_REQUIREMENT A:_
Answer these questions from the Frances Barber passage:
(i) Where was the plane from Heathrow headed?
(ii) Which prime-time television series was Barber appearing in at the time?
(iii) What was Tyler busy storing?
_REQUIREMENT B:_ Set down the part of the Frances Barber passage word for word, beginning at "TIM WALKER on" and ending after "television series Silk.".

_PASSAGE:_
○ ○ ○ ○ ○ ○ ○
TIM WALKER on how Brexit helped turn actor Frances Barber from an enemy to a friend.
It was a young man named Tyler who first acquainted me with Frances Barber. Six years ago, she boarded a plane at Heathrow bound for Los Angeles and he’d been seated beside her. The crew made a big fuss of the actress and brought her champagne, even though she was travelling economy. She was at the time appearing in the prime-time television series Silk.
She’d introduced herself to Tyler, but he was preoccupied with storing his flute and didn’t seem remotely interested. With no one to talk to, and take-off delayed, she live-tweeted her bemusement. “Tyler is the worst companion on a flight, ever,” she wrote. “The purser asked if it was me from Silk, but he didn’t ask me a single, solitary thing. You’d think he might wonder what I did? Oh no.”
○ ○ ○ ○ ○ ○ ○
Collected data entries
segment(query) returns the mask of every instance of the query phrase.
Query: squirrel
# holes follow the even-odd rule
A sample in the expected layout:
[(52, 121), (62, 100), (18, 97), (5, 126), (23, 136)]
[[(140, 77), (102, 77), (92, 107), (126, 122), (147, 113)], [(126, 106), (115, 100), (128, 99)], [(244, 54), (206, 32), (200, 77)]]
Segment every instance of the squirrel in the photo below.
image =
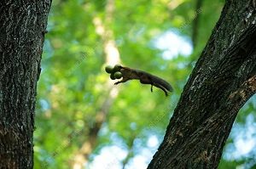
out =
[(153, 92), (153, 86), (160, 88), (164, 91), (166, 96), (168, 96), (168, 92), (172, 92), (172, 87), (165, 80), (151, 75), (146, 71), (140, 70), (131, 69), (129, 67), (123, 67), (121, 65), (117, 66), (119, 71), (122, 73), (122, 80), (115, 82), (114, 84), (119, 84), (121, 82), (125, 82), (130, 80), (137, 79), (140, 80), (142, 84), (150, 84), (151, 92)]

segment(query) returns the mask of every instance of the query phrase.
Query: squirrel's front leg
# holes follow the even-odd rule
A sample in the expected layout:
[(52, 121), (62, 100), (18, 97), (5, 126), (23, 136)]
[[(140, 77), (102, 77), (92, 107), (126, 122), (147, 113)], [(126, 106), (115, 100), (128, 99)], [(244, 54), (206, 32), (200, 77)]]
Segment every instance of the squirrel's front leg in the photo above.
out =
[(123, 77), (123, 79), (121, 80), (121, 81), (119, 81), (119, 82), (115, 82), (115, 83), (113, 83), (114, 85), (118, 85), (118, 84), (119, 84), (119, 83), (121, 83), (121, 82), (125, 82), (126, 81), (128, 81), (129, 80), (129, 78), (125, 78), (125, 77)]

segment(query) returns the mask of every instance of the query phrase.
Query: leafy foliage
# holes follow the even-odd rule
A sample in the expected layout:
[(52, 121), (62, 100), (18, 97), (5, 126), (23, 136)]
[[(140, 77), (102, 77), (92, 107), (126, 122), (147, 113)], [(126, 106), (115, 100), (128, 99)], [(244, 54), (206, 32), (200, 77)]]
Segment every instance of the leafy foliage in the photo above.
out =
[[(35, 168), (70, 168), (75, 154), (90, 139), (89, 130), (95, 124), (97, 112), (108, 99), (104, 39), (93, 24), (96, 17), (103, 20), (106, 18), (108, 2), (53, 2), (38, 87)], [(131, 151), (130, 161), (144, 149), (151, 149), (151, 155), (154, 155), (157, 146), (148, 146), (148, 139), (154, 136), (158, 144), (161, 142), (183, 87), (223, 5), (223, 0), (204, 1), (201, 10), (195, 11), (195, 2), (190, 0), (114, 2), (113, 18), (105, 26), (113, 32), (122, 64), (165, 77), (175, 92), (166, 98), (160, 90), (154, 88), (151, 93), (149, 86), (135, 81), (116, 87), (119, 93), (97, 134), (89, 163), (103, 148), (113, 145)], [(164, 51), (154, 45), (156, 39), (172, 31), (191, 44), (193, 22), (199, 16), (198, 42), (193, 53), (189, 56), (163, 58)], [(247, 117), (255, 115), (254, 103), (255, 97), (237, 117), (243, 132)], [(253, 119), (252, 124), (255, 125), (254, 121)], [(234, 127), (232, 132), (236, 130)], [(234, 145), (235, 139), (231, 134), (227, 145)], [(219, 168), (252, 163), (253, 160), (247, 156), (226, 157), (227, 149)], [(255, 156), (255, 151), (251, 154)], [(148, 162), (150, 160), (149, 157)]]

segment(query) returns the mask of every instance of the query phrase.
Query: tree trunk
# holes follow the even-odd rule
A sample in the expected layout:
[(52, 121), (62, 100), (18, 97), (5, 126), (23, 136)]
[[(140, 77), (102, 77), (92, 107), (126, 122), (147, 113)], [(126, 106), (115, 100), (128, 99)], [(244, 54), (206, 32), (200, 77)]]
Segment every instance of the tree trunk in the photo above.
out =
[(218, 167), (239, 110), (256, 92), (255, 4), (226, 0), (148, 169)]
[(37, 82), (51, 1), (0, 3), (0, 168), (32, 168)]

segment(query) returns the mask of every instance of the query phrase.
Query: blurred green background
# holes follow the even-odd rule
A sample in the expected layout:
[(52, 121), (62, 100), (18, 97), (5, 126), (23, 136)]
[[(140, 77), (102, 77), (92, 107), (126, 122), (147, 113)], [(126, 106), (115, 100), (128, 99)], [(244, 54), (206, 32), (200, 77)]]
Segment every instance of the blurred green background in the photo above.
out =
[[(55, 0), (38, 84), (35, 168), (146, 168), (224, 0)], [(163, 77), (113, 86), (121, 64)], [(185, 105), (184, 105), (185, 106)], [(256, 98), (241, 110), (219, 168), (256, 168)], [(181, 124), (182, 125), (182, 124)]]

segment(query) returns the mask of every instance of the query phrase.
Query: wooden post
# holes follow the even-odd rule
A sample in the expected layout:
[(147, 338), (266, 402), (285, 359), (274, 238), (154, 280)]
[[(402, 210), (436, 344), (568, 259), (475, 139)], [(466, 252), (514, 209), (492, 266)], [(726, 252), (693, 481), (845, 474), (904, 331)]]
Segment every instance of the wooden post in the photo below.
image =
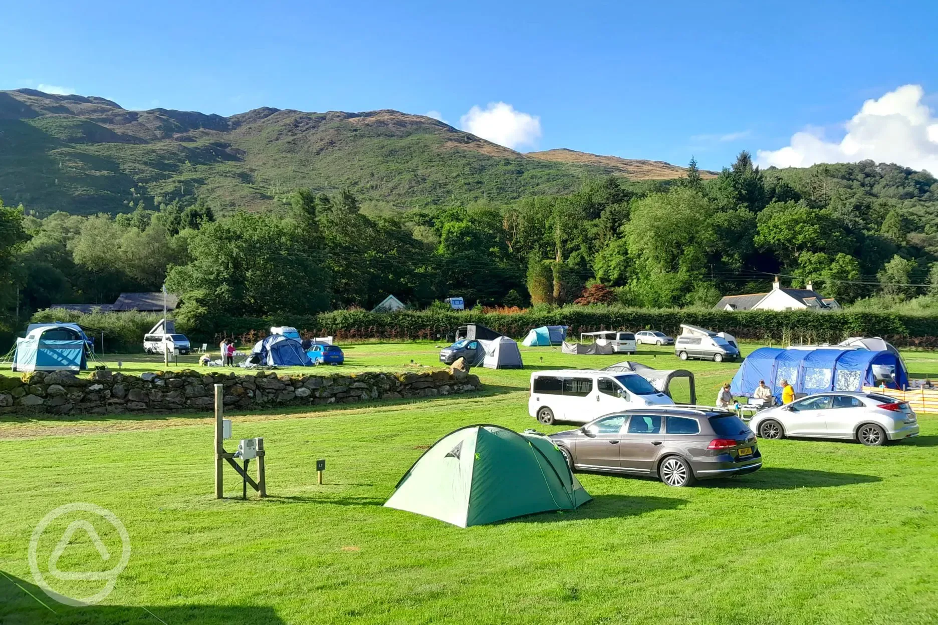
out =
[(264, 474), (264, 439), (257, 439), (257, 490), (262, 498), (267, 496), (267, 477)]
[(223, 384), (215, 385), (215, 499), (220, 499), (224, 497), (223, 487), (222, 487), (222, 466), (224, 465), (224, 459), (221, 454), (224, 454), (224, 447), (222, 445), (222, 436), (224, 425), (222, 420), (224, 418), (224, 394), (225, 387)]

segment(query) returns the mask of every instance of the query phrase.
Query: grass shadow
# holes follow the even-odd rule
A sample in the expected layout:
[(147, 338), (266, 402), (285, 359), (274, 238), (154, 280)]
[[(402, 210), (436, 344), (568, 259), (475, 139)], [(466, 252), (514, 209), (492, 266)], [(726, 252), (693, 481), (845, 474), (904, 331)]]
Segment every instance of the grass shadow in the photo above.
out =
[(857, 484), (882, 482), (878, 475), (864, 473), (839, 473), (813, 469), (764, 468), (755, 473), (737, 478), (703, 480), (698, 486), (710, 488), (752, 488), (755, 490), (795, 490), (798, 488), (829, 488)]
[(687, 499), (672, 497), (629, 497), (627, 495), (594, 495), (575, 511), (562, 510), (553, 513), (539, 513), (498, 523), (562, 523), (582, 519), (627, 518), (639, 516), (656, 510), (677, 510)]
[(893, 445), (898, 444), (912, 445), (913, 447), (938, 447), (938, 437), (923, 437), (917, 436), (912, 439), (902, 439), (901, 440), (892, 441)]
[[(103, 584), (103, 583), (102, 583)], [(54, 588), (54, 587), (53, 587)], [(5, 625), (112, 625), (113, 623), (283, 623), (265, 605), (88, 605), (72, 607), (51, 599), (35, 584), (0, 571), (0, 623)]]
[(273, 497), (268, 495), (265, 501), (280, 504), (318, 503), (332, 506), (383, 506), (385, 499), (373, 497), (329, 497), (328, 495), (288, 495)]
○ ○ ○ ○ ○ ○ ○
_TASK RESPONSE A:_
(i) Los Angeles
(ii) Silk
(iii) His flute

_TASK RESPONSE B:_
TIM WALKER on how Brexit helped turn actor Frances Barber from an enemy to a friend.
It was a young man named Tyler who first acquainted me with Frances Barber. Six years ago, she boarded a plane at Heathrow bound for Los Angeles and he’d been seated beside her. The crew made a big fuss of the actress and brought her champagne, even though she was travelling economy. She was at the time appearing in the prime-time television series Silk.